:: Written exercise ::
Format the stretch of lines from the one containing "The service SHOULD place a point on the purple" through the one containing "[1277, 451]", both included, as a numbered list with blank lines omitted.

:: Records for this exercise ::
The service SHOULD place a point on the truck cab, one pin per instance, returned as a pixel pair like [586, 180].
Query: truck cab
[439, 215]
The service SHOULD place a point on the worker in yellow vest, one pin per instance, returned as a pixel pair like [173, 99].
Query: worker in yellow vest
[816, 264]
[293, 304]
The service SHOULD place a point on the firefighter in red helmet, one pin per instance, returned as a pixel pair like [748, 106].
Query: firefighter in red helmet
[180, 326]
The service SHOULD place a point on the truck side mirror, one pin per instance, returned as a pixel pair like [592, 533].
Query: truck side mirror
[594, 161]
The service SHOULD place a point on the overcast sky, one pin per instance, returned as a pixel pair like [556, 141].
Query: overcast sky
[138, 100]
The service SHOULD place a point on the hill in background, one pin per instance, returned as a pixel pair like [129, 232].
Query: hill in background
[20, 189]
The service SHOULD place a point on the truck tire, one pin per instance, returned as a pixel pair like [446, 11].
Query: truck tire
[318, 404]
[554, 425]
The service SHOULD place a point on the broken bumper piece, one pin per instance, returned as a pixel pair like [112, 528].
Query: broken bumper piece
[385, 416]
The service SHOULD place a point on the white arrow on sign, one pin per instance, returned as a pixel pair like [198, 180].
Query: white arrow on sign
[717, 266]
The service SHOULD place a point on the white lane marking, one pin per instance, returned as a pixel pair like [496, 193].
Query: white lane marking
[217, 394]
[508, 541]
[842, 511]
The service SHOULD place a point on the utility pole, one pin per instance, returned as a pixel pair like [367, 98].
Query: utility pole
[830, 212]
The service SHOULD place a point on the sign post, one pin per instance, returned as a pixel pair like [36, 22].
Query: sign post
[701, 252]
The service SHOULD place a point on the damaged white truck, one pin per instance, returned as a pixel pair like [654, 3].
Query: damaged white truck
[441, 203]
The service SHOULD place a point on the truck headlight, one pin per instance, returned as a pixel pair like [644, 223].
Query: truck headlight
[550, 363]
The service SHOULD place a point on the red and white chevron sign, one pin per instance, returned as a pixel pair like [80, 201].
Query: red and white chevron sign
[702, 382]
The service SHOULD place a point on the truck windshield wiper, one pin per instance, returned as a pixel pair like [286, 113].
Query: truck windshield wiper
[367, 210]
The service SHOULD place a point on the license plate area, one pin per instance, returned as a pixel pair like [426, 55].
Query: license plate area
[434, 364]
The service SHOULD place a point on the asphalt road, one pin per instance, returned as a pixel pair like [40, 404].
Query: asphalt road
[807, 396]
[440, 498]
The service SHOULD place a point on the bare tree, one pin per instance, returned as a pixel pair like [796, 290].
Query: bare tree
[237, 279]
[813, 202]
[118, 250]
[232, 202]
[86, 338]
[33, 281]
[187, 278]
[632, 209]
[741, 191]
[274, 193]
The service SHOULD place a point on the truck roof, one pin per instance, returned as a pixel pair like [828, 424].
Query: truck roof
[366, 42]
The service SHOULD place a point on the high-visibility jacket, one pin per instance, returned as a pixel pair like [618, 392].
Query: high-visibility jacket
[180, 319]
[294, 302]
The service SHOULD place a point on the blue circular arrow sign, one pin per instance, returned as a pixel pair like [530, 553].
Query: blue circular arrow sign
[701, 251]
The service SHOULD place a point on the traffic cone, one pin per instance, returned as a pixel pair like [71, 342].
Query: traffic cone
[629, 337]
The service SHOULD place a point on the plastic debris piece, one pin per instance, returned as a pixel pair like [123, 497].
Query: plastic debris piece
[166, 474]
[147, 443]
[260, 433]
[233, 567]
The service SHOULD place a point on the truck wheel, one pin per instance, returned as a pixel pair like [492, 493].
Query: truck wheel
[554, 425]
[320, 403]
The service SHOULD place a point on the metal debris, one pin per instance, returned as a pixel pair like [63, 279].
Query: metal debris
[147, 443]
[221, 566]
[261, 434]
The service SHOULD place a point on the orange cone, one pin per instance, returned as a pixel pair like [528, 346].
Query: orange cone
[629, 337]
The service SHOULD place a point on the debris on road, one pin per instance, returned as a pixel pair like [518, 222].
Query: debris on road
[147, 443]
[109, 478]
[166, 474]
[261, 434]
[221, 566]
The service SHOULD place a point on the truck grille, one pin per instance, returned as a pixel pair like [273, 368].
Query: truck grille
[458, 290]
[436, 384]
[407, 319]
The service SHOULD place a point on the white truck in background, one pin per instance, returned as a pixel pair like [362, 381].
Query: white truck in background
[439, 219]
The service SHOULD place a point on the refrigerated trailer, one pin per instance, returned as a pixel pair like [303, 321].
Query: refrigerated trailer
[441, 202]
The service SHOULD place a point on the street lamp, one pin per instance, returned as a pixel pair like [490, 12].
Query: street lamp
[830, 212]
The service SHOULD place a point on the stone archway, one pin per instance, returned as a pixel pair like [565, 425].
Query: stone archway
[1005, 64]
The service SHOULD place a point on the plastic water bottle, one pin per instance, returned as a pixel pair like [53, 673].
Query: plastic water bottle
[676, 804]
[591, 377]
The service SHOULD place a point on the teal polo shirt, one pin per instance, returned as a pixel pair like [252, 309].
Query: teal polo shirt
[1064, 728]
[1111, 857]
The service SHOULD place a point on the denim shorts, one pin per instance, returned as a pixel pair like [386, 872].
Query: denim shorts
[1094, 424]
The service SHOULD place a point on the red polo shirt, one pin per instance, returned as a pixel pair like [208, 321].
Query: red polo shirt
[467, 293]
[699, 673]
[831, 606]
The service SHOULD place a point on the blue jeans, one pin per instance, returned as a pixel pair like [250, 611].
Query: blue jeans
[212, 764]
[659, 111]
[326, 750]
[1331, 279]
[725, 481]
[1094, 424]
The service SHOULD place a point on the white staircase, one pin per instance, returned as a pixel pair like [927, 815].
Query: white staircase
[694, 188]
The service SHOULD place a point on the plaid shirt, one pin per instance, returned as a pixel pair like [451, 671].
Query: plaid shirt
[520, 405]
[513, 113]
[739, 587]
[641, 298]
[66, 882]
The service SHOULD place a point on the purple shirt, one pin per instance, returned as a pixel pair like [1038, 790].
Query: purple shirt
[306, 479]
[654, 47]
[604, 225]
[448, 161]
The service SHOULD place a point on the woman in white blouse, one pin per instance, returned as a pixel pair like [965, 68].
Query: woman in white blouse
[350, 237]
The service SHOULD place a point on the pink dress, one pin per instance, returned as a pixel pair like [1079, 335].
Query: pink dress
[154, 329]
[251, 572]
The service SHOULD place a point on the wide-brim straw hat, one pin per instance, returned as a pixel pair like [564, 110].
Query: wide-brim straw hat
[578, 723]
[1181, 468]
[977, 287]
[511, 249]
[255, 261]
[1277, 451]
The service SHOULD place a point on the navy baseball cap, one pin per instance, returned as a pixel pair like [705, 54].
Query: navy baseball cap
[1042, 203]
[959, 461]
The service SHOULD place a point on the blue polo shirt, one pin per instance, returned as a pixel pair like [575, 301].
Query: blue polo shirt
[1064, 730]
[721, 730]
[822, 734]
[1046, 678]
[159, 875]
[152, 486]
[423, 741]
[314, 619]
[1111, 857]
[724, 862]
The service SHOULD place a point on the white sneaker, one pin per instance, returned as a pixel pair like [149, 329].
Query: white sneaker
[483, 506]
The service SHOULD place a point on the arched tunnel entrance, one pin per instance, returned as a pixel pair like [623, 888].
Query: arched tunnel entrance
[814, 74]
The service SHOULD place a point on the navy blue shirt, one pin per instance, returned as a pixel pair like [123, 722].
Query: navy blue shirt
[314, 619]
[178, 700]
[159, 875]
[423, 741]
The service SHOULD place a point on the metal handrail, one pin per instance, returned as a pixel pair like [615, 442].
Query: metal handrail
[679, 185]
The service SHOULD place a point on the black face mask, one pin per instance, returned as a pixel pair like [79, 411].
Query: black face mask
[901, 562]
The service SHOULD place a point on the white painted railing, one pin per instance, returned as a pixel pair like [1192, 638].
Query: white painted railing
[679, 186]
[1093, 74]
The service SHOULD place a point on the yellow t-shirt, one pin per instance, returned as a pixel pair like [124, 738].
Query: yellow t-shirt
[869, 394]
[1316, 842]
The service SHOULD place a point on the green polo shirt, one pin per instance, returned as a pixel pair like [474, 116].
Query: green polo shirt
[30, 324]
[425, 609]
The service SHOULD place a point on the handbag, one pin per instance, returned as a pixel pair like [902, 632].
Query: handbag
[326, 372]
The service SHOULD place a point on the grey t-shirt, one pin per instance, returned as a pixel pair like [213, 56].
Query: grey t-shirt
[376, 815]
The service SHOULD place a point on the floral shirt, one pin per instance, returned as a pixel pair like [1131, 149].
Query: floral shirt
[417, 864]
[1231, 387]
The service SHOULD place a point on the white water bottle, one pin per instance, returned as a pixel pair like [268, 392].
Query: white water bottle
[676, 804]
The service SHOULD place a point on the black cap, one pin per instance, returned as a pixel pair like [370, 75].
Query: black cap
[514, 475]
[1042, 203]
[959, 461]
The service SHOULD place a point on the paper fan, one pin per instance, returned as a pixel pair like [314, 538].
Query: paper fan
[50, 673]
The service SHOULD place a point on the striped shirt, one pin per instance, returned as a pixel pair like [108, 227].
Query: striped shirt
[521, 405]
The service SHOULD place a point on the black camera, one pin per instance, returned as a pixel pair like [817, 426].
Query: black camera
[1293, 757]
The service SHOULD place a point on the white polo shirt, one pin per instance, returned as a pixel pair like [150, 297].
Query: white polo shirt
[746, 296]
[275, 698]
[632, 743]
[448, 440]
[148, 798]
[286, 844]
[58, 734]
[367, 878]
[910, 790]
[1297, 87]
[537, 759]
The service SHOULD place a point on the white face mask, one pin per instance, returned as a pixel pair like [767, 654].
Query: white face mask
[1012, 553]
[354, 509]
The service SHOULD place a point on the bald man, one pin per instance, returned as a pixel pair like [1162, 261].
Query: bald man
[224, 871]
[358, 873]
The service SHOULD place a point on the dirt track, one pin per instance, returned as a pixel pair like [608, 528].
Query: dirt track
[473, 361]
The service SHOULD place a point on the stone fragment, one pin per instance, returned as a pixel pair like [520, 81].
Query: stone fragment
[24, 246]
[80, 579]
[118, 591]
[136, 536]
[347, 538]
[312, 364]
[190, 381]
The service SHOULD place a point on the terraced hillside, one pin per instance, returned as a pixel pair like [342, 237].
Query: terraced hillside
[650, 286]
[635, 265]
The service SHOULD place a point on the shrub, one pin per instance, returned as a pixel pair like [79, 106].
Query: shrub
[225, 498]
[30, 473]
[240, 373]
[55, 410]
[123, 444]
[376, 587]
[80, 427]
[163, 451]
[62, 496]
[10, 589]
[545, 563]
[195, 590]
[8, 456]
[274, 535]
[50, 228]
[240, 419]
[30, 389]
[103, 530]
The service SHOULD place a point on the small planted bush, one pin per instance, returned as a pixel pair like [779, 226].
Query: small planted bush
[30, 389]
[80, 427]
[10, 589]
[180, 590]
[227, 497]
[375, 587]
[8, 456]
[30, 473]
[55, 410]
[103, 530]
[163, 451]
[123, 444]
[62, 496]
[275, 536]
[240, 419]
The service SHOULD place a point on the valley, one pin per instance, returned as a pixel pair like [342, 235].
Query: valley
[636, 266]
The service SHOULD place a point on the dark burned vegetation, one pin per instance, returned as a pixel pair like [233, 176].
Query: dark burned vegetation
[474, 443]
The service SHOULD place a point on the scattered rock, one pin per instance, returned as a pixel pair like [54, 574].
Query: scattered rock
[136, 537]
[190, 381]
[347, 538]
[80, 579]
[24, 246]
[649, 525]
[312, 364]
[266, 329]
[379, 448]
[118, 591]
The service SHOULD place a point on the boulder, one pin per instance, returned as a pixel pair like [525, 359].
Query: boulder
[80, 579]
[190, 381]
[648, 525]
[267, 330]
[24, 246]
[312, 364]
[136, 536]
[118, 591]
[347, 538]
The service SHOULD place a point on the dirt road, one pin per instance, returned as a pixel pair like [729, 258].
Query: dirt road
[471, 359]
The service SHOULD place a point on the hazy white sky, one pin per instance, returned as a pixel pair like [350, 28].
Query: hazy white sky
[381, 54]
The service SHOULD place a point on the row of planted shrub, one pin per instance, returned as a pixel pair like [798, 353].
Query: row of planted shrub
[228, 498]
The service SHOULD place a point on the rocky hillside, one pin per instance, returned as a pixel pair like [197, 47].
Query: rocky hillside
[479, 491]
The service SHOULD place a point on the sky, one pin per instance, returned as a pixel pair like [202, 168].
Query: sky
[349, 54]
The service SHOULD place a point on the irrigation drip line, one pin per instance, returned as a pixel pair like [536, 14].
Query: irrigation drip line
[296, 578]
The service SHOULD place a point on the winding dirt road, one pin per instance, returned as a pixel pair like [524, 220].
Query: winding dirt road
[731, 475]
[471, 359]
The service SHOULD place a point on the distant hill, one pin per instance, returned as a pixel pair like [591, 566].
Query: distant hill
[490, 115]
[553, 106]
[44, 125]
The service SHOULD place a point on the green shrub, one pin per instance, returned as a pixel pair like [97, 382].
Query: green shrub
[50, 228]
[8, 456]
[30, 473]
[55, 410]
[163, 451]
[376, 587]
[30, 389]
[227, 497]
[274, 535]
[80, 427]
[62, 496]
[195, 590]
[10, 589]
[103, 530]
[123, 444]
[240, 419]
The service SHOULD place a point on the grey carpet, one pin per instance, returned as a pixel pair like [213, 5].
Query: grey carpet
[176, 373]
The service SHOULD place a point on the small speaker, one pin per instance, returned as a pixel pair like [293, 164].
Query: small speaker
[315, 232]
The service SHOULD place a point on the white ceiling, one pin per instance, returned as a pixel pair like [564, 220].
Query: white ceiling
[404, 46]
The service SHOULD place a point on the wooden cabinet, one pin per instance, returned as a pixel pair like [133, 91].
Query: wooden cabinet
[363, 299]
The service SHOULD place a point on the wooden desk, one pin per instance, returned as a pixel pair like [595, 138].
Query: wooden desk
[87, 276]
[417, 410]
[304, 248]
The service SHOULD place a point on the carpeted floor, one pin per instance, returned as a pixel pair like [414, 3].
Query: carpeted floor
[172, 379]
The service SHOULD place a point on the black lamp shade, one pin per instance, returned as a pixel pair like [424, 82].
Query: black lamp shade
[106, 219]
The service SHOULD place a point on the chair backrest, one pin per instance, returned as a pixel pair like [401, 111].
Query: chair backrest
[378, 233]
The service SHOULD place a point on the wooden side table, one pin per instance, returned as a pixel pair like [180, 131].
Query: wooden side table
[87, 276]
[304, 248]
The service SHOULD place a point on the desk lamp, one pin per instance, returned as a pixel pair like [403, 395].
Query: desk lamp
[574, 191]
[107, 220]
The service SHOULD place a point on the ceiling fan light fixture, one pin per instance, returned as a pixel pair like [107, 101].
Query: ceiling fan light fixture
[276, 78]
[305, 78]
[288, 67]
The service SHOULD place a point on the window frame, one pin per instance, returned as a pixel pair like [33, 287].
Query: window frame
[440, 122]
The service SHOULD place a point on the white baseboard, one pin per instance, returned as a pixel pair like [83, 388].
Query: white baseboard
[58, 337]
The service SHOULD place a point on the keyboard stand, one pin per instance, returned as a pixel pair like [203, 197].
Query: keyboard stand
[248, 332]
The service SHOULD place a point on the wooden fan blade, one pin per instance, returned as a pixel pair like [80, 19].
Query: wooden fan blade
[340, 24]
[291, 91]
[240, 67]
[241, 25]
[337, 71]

:: Written answer ::
1. The service SHOULD place a point on the purple shirt, one pin per instance, returned as a pixel pair like [1038, 790].
2. Query: purple shirt
3. [306, 479]
4. [654, 47]
5. [604, 225]
6. [448, 161]
7. The service SHOULD place a point on the woman in white blouse, one pin per instance, returned as a pixel pair like [965, 68].
8. Query: woman in white blouse
9. [350, 237]
10. The service SHOULD place a point on the pink dress, one pin per instance, returned as a pixel pair like [1079, 335].
11. Query: pink dress
12. [154, 329]
13. [251, 572]
14. The service SHOULD place a point on the wide-brim straw hat, one pin per instance, returned as a pixel pair like [564, 110].
15. Query: wide-brim straw hat
16. [578, 723]
17. [1181, 468]
18. [977, 287]
19. [511, 249]
20. [255, 261]
21. [1277, 451]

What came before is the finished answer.